+++ Input +++

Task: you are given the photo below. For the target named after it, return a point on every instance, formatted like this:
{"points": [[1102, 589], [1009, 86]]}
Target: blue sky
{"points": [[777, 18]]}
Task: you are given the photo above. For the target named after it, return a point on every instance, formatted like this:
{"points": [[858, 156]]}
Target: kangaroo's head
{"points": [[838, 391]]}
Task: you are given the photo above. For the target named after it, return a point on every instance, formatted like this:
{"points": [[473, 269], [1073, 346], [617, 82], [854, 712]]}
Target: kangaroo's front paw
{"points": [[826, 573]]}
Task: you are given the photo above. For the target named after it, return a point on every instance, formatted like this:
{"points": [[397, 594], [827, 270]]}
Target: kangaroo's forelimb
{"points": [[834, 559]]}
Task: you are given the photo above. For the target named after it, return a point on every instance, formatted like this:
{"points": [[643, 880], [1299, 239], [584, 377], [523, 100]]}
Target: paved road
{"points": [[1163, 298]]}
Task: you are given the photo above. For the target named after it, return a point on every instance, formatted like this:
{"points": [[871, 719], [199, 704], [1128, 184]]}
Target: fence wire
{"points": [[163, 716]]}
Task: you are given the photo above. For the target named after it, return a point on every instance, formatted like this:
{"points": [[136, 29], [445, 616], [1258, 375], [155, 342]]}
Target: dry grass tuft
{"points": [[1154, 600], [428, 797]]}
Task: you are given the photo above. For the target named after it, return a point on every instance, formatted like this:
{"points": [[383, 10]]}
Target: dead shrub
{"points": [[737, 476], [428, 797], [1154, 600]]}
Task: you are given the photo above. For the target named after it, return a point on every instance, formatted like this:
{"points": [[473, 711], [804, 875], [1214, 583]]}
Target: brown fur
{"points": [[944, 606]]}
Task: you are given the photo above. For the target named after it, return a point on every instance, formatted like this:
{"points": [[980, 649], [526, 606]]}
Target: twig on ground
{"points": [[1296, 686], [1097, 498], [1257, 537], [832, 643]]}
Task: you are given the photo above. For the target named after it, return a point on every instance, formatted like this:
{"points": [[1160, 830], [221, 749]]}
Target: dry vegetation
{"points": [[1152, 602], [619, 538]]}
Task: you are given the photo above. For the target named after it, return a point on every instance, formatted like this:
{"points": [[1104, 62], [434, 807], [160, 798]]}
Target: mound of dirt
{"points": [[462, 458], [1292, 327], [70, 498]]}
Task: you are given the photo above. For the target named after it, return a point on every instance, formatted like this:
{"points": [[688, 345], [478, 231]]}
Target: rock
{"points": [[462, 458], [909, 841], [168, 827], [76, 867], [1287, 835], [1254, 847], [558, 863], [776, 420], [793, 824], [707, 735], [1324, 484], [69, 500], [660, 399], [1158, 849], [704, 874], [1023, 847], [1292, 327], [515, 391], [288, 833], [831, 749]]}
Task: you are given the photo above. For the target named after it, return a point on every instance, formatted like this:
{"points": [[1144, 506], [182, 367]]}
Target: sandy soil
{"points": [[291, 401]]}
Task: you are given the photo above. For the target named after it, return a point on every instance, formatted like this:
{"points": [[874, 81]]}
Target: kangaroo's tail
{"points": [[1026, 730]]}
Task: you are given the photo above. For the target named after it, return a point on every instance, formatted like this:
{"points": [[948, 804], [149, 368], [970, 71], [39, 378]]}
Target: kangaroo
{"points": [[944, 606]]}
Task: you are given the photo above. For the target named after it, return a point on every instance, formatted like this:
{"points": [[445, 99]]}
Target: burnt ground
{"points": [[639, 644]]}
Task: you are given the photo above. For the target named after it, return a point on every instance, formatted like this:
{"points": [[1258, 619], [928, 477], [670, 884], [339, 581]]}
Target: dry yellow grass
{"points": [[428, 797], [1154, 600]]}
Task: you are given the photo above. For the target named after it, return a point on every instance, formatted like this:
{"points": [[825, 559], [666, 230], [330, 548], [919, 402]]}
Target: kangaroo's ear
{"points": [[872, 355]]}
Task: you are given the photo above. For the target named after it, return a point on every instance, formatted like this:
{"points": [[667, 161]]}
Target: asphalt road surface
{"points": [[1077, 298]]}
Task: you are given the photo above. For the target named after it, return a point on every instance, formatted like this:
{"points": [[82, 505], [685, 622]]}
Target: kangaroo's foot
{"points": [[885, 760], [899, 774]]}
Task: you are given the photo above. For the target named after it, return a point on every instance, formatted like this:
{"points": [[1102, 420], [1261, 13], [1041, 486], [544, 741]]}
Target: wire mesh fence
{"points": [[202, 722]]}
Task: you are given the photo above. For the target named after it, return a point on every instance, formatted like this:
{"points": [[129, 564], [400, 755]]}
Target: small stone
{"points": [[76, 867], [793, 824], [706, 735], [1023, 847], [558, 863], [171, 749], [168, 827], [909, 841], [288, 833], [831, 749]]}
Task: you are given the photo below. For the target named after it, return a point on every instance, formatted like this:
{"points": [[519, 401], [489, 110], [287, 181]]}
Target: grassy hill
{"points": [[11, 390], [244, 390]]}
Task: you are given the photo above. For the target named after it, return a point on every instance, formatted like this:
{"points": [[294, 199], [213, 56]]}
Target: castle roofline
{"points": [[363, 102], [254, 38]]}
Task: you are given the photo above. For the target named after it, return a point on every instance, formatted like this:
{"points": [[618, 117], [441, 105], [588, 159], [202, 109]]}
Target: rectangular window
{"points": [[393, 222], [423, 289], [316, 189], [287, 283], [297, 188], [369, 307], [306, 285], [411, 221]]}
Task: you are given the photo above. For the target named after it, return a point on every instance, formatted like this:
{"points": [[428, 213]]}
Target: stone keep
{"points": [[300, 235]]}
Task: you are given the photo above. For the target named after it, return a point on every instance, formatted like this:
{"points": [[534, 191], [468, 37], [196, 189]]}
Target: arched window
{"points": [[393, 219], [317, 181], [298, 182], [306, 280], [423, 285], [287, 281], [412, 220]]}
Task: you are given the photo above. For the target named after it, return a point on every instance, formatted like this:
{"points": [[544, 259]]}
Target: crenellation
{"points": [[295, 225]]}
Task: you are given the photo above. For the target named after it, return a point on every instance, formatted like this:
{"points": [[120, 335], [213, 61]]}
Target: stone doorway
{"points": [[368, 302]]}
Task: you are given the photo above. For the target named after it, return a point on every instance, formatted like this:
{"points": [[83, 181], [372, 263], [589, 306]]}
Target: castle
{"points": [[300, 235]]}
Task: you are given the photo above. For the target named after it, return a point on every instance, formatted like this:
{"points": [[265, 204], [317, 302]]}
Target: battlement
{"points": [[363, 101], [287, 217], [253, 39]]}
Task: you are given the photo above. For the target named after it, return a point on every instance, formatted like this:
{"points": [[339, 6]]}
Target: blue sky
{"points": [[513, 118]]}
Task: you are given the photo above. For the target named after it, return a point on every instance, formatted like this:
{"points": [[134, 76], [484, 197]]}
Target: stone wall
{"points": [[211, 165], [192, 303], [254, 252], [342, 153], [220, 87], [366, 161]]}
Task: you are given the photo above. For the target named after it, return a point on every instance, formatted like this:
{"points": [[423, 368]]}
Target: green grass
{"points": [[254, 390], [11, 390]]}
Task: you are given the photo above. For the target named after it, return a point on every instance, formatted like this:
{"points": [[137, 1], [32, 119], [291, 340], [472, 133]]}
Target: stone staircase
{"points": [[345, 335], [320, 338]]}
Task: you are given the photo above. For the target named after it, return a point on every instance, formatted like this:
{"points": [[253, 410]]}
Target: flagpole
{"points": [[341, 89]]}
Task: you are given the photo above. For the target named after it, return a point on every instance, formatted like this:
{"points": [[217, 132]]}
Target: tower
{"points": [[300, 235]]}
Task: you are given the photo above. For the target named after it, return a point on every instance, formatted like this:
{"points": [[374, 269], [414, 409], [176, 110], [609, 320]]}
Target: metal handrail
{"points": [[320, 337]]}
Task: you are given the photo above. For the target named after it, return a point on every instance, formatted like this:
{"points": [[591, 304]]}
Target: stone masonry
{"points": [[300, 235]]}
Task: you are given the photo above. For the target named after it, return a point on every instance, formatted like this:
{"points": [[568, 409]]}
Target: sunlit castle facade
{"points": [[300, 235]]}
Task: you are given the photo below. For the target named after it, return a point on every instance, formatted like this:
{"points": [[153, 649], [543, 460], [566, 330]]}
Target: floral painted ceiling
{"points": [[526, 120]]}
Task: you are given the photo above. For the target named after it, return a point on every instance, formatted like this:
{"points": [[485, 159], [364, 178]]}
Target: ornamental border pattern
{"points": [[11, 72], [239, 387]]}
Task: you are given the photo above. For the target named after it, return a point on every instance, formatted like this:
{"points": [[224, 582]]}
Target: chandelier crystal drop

+++

**Requirement**
Locate each line in the entries above that contains the word "stone", and copy those lines.

**Reply**
Target: small stone
Target: stone keep
Target: stone doorway
Target: stone wall
Target: stone staircase
Target: stone masonry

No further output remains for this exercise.